Задачи для решения>
a - Согласуются ли с текстом о книгопечатании и кино утверждения ниже? (i) Первые типографии финансировали первые банкиры. (ii) Первых миллионов зрителей кино набрало среди грамотной буржуазии. (iii) Книгопечатание и кино отвечали возникающим потребностям новой эпохи. На каждое ответьте «да» или «нет» и приведите решающие слова текста дословно.
b - Перепишите часть текста о книгопечатании и кино, заменив «Книгопечатание» на «Типографское дело»: начните с места, где стоит «Книгопечатание и кино», и остановитесь после «почти до карикатуры.».

Страница>
● ● ● ● ● ● ●

Книга в начале эры разума нашла большую часть своей клиентуры среди грамотной буржуазии, и первые банкиры финансировали первые типографии. Фильм, этот стандартизованный спектакль, вербовал в начале эры рационализации первые миллионы зрителей среди горняков Ланкашира или рабочих американского стального треста.
Книгопечатание и кино — обе эти культурные области промышленности — отвечали возникающим потребностям новой эпохи. Они развивались вместе с ними и помогали их развитию. Эти предприятия нового типа обладают с самого своего возникновения основными чертами формирующейся экономики, и в них эти черты доведены почти до карикатуры.

● ● ● ● ● ● ●

Исходные данные>
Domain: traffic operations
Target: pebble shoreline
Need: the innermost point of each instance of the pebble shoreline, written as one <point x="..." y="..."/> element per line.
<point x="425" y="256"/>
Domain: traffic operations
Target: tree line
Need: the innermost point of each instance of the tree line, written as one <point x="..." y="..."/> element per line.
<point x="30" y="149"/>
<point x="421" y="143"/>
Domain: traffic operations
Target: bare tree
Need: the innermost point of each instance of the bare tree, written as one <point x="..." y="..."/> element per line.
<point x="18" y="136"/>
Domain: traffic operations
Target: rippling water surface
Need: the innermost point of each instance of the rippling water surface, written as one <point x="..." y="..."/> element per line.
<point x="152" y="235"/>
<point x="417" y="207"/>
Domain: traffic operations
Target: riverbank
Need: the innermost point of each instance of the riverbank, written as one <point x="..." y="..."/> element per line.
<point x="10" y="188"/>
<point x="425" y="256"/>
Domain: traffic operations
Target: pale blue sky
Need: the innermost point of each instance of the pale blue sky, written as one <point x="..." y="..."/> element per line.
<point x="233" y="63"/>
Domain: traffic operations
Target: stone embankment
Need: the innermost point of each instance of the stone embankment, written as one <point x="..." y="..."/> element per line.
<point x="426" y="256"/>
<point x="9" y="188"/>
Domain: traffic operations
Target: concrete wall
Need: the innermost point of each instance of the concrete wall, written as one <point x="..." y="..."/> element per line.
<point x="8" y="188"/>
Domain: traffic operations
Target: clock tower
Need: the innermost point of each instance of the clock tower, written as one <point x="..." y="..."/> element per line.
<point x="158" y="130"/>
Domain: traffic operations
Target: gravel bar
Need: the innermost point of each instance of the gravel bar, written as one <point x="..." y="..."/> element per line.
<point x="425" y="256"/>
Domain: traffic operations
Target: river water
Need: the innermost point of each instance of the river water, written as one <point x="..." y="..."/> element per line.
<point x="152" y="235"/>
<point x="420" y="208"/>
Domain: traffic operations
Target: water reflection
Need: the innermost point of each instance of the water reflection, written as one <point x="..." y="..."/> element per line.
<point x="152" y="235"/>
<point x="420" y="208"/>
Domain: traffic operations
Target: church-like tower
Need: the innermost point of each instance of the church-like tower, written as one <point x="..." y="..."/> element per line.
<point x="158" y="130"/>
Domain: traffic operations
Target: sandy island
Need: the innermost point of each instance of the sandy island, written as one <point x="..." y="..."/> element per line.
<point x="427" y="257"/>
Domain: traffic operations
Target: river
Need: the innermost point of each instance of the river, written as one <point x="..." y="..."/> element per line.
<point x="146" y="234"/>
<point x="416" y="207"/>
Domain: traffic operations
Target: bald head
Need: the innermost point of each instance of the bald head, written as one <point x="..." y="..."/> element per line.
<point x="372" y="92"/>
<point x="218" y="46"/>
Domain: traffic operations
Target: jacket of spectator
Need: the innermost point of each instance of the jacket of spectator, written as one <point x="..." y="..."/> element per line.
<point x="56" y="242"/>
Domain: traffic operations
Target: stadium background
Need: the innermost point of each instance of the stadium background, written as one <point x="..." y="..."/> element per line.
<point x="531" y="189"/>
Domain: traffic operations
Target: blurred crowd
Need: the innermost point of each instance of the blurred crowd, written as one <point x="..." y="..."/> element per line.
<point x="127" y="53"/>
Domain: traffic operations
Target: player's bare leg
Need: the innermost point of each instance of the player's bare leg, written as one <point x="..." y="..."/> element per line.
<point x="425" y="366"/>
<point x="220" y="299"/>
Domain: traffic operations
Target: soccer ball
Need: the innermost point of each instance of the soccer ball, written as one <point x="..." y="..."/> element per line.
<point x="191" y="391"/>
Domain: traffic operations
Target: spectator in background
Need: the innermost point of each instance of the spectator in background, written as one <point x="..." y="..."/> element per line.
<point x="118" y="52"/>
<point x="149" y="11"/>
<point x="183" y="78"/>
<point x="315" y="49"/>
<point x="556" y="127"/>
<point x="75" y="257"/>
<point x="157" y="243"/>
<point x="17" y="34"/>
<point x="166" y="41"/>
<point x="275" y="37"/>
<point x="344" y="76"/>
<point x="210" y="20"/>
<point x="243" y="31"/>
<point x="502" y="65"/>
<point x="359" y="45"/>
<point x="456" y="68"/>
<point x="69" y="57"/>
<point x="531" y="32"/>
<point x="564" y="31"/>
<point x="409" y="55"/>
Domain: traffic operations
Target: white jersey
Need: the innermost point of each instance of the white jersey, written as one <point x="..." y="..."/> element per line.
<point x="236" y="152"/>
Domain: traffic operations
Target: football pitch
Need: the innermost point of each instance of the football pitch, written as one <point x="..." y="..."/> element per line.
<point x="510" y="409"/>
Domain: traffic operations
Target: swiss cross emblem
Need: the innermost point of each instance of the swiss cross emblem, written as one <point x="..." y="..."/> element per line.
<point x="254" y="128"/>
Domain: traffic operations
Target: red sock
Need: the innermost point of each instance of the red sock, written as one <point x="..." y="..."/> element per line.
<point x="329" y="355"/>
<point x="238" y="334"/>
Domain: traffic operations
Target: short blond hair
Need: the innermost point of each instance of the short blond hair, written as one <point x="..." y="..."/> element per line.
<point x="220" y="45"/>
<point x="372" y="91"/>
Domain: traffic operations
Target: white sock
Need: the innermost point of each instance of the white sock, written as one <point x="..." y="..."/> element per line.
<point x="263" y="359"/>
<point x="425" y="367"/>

● ● ● ● ● ● ●

Решённые задачи>
a -
(i) Да: «первые банкиры финансировали первые типографии».
(ii) Нет: «вербовал в начале эры рационализации первые миллионы зрителей среди горняков Ланкашира или рабочих американского стального треста».
(iii) Да: «отвечали возникающим потребностям новой эпохи».

b -
Типографское дело и кино — обе эти культурные области промышленности — отвечали возникающим потребностям новой эпохи. Они развивались вместе с ними и помогали их развитию. Эти предприятия нового типа обладают с самого своего возникновения основными чертами формирующейся экономики, и в них эти черты доведены почти до карикатуры.